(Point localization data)
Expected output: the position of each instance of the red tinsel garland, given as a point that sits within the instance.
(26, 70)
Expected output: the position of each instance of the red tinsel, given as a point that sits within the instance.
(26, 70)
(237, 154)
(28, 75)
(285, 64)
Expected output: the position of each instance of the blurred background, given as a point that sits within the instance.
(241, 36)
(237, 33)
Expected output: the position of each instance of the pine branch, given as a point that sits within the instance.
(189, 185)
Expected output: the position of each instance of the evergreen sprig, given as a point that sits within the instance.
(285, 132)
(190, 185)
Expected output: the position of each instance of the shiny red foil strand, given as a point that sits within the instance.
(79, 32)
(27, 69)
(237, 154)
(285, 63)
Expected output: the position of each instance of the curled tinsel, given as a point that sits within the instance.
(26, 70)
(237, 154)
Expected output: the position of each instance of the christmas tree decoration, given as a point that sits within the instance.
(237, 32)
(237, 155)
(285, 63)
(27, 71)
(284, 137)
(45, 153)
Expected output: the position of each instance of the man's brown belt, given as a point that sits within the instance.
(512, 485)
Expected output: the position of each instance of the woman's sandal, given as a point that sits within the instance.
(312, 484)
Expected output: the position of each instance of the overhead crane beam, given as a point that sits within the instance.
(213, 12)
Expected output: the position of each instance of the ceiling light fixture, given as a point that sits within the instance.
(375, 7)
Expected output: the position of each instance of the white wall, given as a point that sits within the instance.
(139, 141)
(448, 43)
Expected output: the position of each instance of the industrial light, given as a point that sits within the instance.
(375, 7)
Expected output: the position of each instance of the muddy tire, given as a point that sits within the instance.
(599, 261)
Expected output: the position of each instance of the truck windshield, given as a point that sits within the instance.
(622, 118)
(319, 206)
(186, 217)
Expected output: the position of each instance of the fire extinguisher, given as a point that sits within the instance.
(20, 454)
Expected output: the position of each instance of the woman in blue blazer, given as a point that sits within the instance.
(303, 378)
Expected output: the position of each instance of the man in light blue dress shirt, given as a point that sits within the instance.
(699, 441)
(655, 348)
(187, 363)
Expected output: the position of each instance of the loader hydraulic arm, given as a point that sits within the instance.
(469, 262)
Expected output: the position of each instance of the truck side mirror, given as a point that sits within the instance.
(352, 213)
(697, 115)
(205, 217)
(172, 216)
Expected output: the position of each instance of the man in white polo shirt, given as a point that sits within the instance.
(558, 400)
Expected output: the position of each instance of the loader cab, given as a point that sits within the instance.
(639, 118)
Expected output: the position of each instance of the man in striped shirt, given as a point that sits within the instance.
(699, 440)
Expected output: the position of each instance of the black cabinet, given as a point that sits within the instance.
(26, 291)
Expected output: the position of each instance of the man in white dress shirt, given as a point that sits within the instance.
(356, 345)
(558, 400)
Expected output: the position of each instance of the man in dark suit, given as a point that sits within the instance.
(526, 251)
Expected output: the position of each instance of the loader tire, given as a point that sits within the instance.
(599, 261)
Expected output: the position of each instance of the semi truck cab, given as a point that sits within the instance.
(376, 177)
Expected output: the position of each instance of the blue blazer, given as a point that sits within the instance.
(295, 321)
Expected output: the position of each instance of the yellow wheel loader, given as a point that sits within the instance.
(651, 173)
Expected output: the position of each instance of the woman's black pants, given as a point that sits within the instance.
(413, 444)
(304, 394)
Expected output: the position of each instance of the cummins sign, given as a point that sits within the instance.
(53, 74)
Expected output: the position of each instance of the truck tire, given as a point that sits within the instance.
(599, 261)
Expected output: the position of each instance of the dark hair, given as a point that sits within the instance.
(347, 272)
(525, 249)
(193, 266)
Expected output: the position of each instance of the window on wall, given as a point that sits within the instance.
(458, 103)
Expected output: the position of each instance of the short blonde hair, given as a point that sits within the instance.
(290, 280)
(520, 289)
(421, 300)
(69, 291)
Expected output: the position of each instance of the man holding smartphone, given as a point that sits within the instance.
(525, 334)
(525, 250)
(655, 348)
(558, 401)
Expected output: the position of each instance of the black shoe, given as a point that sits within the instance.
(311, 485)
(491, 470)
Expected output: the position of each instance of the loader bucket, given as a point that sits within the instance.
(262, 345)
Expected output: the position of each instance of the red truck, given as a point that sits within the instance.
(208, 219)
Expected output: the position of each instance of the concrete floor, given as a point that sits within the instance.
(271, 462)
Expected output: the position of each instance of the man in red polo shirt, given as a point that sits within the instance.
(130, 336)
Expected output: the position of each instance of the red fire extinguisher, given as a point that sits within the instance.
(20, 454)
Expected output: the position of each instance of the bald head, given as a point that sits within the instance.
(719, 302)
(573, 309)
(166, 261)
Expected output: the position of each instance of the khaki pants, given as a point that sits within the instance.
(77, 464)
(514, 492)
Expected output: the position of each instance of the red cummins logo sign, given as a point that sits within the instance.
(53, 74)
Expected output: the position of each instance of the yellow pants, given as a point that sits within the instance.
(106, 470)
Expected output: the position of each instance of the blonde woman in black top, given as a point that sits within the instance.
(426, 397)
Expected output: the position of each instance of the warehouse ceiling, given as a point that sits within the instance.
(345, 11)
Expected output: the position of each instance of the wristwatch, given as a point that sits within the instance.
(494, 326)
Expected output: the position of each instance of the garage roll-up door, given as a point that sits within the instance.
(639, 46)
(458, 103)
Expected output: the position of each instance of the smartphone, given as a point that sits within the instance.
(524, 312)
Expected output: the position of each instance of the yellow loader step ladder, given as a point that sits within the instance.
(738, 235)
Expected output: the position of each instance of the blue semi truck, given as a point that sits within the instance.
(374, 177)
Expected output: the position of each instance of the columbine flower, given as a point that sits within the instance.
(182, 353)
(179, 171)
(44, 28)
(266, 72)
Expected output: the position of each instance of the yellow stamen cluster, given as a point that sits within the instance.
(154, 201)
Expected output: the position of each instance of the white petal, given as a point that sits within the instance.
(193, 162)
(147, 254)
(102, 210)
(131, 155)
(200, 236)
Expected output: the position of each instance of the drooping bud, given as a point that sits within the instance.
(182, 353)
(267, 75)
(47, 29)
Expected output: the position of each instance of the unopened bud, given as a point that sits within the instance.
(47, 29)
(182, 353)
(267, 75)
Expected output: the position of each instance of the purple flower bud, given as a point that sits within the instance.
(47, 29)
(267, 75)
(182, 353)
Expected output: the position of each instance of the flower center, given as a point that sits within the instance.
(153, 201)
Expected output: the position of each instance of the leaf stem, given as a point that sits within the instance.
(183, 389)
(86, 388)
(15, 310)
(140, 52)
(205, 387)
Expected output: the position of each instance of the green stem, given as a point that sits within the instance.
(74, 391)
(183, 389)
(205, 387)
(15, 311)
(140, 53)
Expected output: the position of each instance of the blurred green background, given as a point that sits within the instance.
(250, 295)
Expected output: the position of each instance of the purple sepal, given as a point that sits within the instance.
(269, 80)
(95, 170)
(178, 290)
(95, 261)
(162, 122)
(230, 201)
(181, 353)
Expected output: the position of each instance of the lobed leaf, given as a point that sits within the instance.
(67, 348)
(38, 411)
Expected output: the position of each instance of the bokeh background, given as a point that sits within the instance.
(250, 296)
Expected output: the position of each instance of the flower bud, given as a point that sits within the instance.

• TASK OBJECTIVE
Repeat every entry exactly, leaving nothing out.

• ANSWER BOX
Expected output: the position of each instance of the red tinsel garland, given as a point that sits within the instance.
(26, 70)
Expected output: the position of each instance of the red tinsel, given as a point that sits within the instance.
(26, 70)
(237, 154)
(28, 75)
(285, 64)
Expected output: the position of each instance of the blurred background, given as a point that sits within the instance.
(241, 36)
(237, 33)
Expected output: the position of each instance of the pine branch, given as a point that sits within the instance.
(189, 185)
Expected output: the position of each instance of the evergreen sprig, given as a point that sits within the instance.
(285, 132)
(190, 185)
Expected output: the position of each instance of the shiny red foil strand, given as a point that sits within the instance.
(79, 32)
(27, 69)
(237, 154)
(285, 63)
Expected output: the position of each instance of the curled tinsel, given as a point that sits within the instance.
(26, 70)
(237, 154)
Expected output: the position of each instance of the christmas tree decoration, given as a point that sits within the instance.
(237, 32)
(237, 155)
(285, 63)
(27, 71)
(284, 137)
(45, 153)
Expected output: the position of each instance of the man's brown belt, given as a point that sits within the instance.
(512, 485)
Expected output: the position of each instance of the woman's sandal, given as a point that sits within the instance.
(312, 484)
Expected output: the position of each instance of the overhead crane beam, given as a point that sits within the instance.
(213, 12)
Expected output: the position of each instance of the ceiling light fixture, given as a point that sits within the instance.
(375, 7)
Expected output: the position of each instance of the white wall, given as a point that sits within the instance.
(139, 141)
(448, 43)
Expected output: the position of each instance of the industrial light, given as a point that sits within the instance.
(375, 7)
Expected output: the position of each instance of the muddy tire, given as a point that sits within the instance.
(599, 261)
Expected output: the position of each instance of the truck windshield, given as a point that sits within the instance.
(622, 118)
(319, 206)
(186, 217)
Expected output: the position of each instance of the fire extinguisher, given as a point that sits within the instance.
(20, 454)
Expected output: the position of each instance of the woman in blue blazer, given as a point that sits within the instance.
(303, 378)
Expected output: the position of each instance of the man in light blue dress shirt, given as a point that sits within the instance.
(699, 441)
(655, 348)
(187, 363)
Expected output: the position of each instance of the loader hydraulic arm, given as a point that sits within the instance.
(469, 262)
Expected output: the position of each instance of the truck side mirror, given as a point that sits within the instance.
(352, 213)
(697, 115)
(205, 217)
(172, 216)
Expected output: the position of each instance of the man in white polo shirt, given as a point that sits within the instance.
(558, 400)
Expected output: the position of each instance of the loader cab, given as a point that sits within the instance.
(639, 118)
Expected output: the position of each instance of the man in striped shirt, given as a point that sits within the instance.
(699, 440)
Expected output: the position of each instance of the black cabinet, given as a point that sits within the instance.
(26, 291)
Expected output: the position of each instance of the man in white dress shirt, given as a point that sits within the instance.
(356, 345)
(558, 400)
Expected output: the position of each instance of the man in dark suit, given as a point that sits within the instance.
(526, 251)
Expected output: the position of each instance of the loader tire, given as a point that sits within the instance.
(599, 261)
Expected output: the position of each instance of the semi truck cab, given as a point that sits within the instance.
(376, 177)
Expected output: the position of each instance of the blue blazer, given as a point that sits within the instance.
(295, 321)
Expected output: the position of each instance of the yellow wheel loader, given as a point that sits within the instance.
(651, 173)
Expected output: the position of each instance of the woman's black pants, given as a point that sits within the instance.
(413, 444)
(304, 394)
Expected output: the position of each instance of the cummins sign, given as a point that sits within the instance.
(53, 74)
Expected output: the position of each instance of the truck tire, given as a point that sits within the instance.
(599, 261)
Expected output: the position of each instance of the dark hair, given as a point that sits within the instance.
(347, 272)
(525, 249)
(193, 266)
Expected output: the position of each instance of the window on wall, given as a point that sits within the instance.
(458, 103)
Expected output: the position of each instance of the short blonde hair, given as a point that sits within the instance.
(290, 280)
(520, 289)
(421, 300)
(69, 291)
Expected output: the position of each instance of the man holding smartphone, given as a point that sits within the instance.
(525, 334)
(525, 250)
(655, 348)
(558, 401)
Expected output: the position of each instance of the black shoe, given as a point that sits within the instance.
(311, 485)
(491, 470)
Expected output: the position of each instance of the loader bucket, given as a point that sits within the instance.
(262, 345)
Expected output: the position of each instance of the red truck, given as a point that sits within the instance.
(208, 219)
Expected output: the position of each instance of the concrete floor, given as a point that sits within the instance.
(271, 462)
Expected output: the position of each instance of the man in red polo shirt, given as a point that sits within the instance.
(130, 336)
Expected output: the position of each instance of the red fire extinguisher, given as a point that sits within the instance.
(20, 454)
Expected output: the position of each instance of the bald head, given as a point that sits within the instance.
(719, 302)
(573, 309)
(166, 261)
Expected output: the position of each instance of the khaki pants, given as a point that sits within the instance.
(77, 464)
(514, 492)
Expected output: the position of each instance of the red cummins logo sign, given as a point that sits within the instance.
(53, 74)
Expected output: the position of each instance of the yellow pants, given as a point that sits within the instance.
(106, 470)
Expected output: the position of each instance of the blonde woman in black top, given as a point that sits within the instance.
(426, 397)
Expected output: the position of each instance of the warehouse ceiling, given as a point that sits within the instance.
(345, 11)
Expected output: the position of each instance of the wristwatch, given as a point that sits within the instance.
(494, 326)
Expected output: the position of each instance of the garage roll-up door, given as a point that sits within the instance.
(639, 46)
(458, 103)
Expected output: the position of each instance of the smartphone, given as a point that sits within the instance.
(524, 312)
Expected output: the position of each instance of the yellow loader step ladder, given as a point that sits within the instance.
(738, 235)
Expected output: the position of each instance of the blue semi truck, given as a point that sits within the instance.
(374, 177)
Expected output: the position of each instance of the columbine flower, given as a point that sits within the instance.
(182, 353)
(179, 171)
(44, 28)
(266, 72)
Expected output: the position of each instance of the yellow stamen cluster, given as a point that sits within the instance.
(154, 201)
Expected output: the position of each instance of the white petal, given as a point that sits within the instance.
(193, 162)
(147, 254)
(102, 210)
(131, 155)
(200, 236)
Expected output: the position of each instance of the drooping bud, given as a point that sits within the instance.
(182, 353)
(267, 75)
(47, 29)
Expected output: the position of each instance of the unopened bud, given as a point that sits within the instance.
(47, 29)
(182, 353)
(267, 75)
Expected output: the position of each instance of the purple flower bud, given as a point that sits within the instance.
(47, 29)
(267, 75)
(182, 353)
Expected output: the position of each instance of the flower center, given as a point that sits within the instance.
(153, 201)
Expected output: the position of each instance of the leaf stem, given as a point that sits within the instance.
(183, 389)
(86, 388)
(15, 310)
(140, 52)
(205, 387)
Expected output: the position of each instance of the green stem, given as a point that sits within the instance.
(74, 391)
(183, 389)
(205, 387)
(15, 311)
(140, 53)
Expected output: the position of each instance of the blurred green background, given as a point that sits within the instance.
(250, 295)
Expected output: the position of each instance of the purple sepal, given as a point that sits within the instance.
(269, 80)
(95, 170)
(178, 290)
(95, 261)
(162, 122)
(230, 201)
(181, 353)
Expected output: the position of each instance of the lobed leaf, given as a point that sits within the instance.
(67, 348)
(38, 411)
Expected output: the position of each instance of the bokeh background, given as a point that sits within the instance.
(250, 296)
Expected output: the position of each instance of the flower bud, given as a point that sits within the instance.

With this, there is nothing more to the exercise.